• _Page_
══════════

Clyde May Lackey, Bettie Bryant Crocker, Luther Robert Lackey

THE MILES CROCKER FAMILY OF PARIS, LAFAYETTE CO MS

Author and Submitter: Great Granddaughter, Evelyn Crocker

This is the biography of Miles Crocker, who was born 12 Apr 1826, Richland Creek, near Pacolet Mills, Spartanburg County, South Carolina to
John and Clora Crocker. He died 09 Jan 1895, at his home one and one/half mile from Paris, Lafayette County MS. He is resting in the Crocker Family cemetery across the road from their old home site.

His grandparents were Solomon and Susannah Crocker, Solomon Crocker was a Revolutionary War Hero who fought in the battle of Cowpens.
The Crocker Family was one of the Founding Families of the Carolinas before Statehood. On 03 October 1772, Solomon’s father, Arthur Crocker, received a 640-acre grant from King George of England in Carolina, which later became part of the state of South Carolina in 1788.

Miles married Elizabeth Bernice, aka, Bettie Bryant 31 Aug 1848 at her great grandfather, John Tolleson’s Buzzard Roost now known as Pacolet, Spartanburg Co S. C.. She was the third daughter of William Tolleson Bryant by his first wife, Lucinda Kirby, daughter of Bolling aka Boaling Kirby and Milley Campbell, daughter of Abraham Campbell and Amy DeHart aka Hart.

"The Civil War, 1860 - 1865 Years"

Miles Crocker served with the 7th Regiment, South Carolina Reserves (90 days 1862-63) , two of his five brothers were killed during the Civil war, James Crocker was killed in battle at Kingston, N. C. and John Anderson Crocker was killed at Civil War Battle below Richmond Va. [ Gaines Mills]. [Source, Index record from National archives confirm his enlistment. 7th Regiment, South Carolina Reserves (90 days 1862-63)] His other brothers also serve, A. Matterson Crocker, Thomas Marshall Crocker and Henry C. Crocker. N. Robert Crocker, the youngest died in 1862 at age 13.

══════════

• _Data shown_

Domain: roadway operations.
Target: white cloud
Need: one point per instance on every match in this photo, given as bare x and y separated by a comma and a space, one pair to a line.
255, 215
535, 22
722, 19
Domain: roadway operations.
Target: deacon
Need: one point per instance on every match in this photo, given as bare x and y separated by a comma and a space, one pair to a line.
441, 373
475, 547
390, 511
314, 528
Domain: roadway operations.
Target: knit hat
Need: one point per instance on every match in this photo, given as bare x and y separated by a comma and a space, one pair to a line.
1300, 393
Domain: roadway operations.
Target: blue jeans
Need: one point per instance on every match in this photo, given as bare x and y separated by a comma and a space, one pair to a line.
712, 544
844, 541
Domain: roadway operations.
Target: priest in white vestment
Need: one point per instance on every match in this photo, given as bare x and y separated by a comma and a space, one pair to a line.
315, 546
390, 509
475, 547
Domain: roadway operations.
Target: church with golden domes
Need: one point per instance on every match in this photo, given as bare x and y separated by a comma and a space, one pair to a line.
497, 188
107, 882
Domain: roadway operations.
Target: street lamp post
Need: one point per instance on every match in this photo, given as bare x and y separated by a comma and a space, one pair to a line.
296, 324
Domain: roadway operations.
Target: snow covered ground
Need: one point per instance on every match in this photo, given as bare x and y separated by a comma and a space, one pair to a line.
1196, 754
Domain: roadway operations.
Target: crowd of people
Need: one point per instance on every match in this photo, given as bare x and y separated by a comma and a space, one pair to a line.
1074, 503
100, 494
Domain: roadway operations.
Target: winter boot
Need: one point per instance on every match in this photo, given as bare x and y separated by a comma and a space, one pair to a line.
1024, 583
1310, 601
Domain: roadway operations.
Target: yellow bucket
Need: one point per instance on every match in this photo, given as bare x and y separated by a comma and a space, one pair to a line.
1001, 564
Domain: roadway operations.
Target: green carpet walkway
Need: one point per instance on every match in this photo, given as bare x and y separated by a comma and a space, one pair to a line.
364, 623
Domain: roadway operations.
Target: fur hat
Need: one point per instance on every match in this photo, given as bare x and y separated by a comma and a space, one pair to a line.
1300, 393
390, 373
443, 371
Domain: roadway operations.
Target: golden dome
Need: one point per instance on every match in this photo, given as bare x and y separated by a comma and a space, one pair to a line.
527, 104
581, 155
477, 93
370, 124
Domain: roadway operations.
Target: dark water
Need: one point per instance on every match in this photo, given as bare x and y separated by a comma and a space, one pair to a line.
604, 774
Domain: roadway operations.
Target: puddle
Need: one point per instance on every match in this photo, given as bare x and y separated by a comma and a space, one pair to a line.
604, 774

══════════

• _Written task A_
Translate this sentence from the Crocker family biography into Spanish: "He is resting in the Crocker Family cemetery across the road from their old home site."
• _Written task B_
Carry on the Crocker family biography from the point where it stops.

• _Result A_
Descansa en el cementerio de la familia Crocker, al otro lado del camino frente al lugar donde estaba su antigua casa.

• _Result B_
"Their Children"

Miles and Bettie Crocker aka Coker [1860 Spartanburg Co SC census] had the following children while living in Spartanburg Co S. C. area.

  1. Lucinda E. Crocker, bn. 13 Nov 1849,
    • death may have occurred between 1860 and 1870 census year.
  2. Nancy E. Crocker, bn. 19 Mar 1851,
    • death may have occurred between 1860 and 1870 census years.
  3. Susan Catherine Crocker, bn. 23 May 1852,
    • m. John T. Mathias, 28 Dec 1876,
    • died: 02 Mar 1881, death due to burns in forest and house fire on Crocker Farm, southeast of Paris, MS.,
    • gave issue to two children who died in infancy.
  4. James Alfred Crocker, bn. 07 Dec 1853,
    • m: Sarah Ann Webb, 23 Dec 1875,
    • died: Sep 1892,
    • gave issue to eight children, two died in childhood.
  5. Juliana Crocker, bn. 17 Feb 1856,
    • died: 19 Jan 1881,
  6. Frances Brown Crocker, bn. 27 May 1857,
    • m: her deceased sister’s Mary aka Molly’s husband, William D Kestler, 16 Jan 1887,
    • died: 1934,
    • Gave issue to three children of her own, reared a stepdaughter who was her neice, Agie Kestler and a Crocker nephew.
  7. John Henry Crocker, bn. 07 Aug 1858,
    • m: Lara Eva Gandy, 01 Mar 1891
    • died: 13 Oct 1938,
    • gave issue to 10 children only 6 reached adulthood.
  8. Thomas Crocker, bn. Apr. 1860,
    • died: 1877 near Abbeville MS.,
  9. Sally West Crocker, bn. 08 Sep 1862,
    • m: William Washington Hollowell, 13 Jan 1881;
    • died, 08 Sep 1952, Paris, Lafayette Co MS.
    • gave issue to 8 children.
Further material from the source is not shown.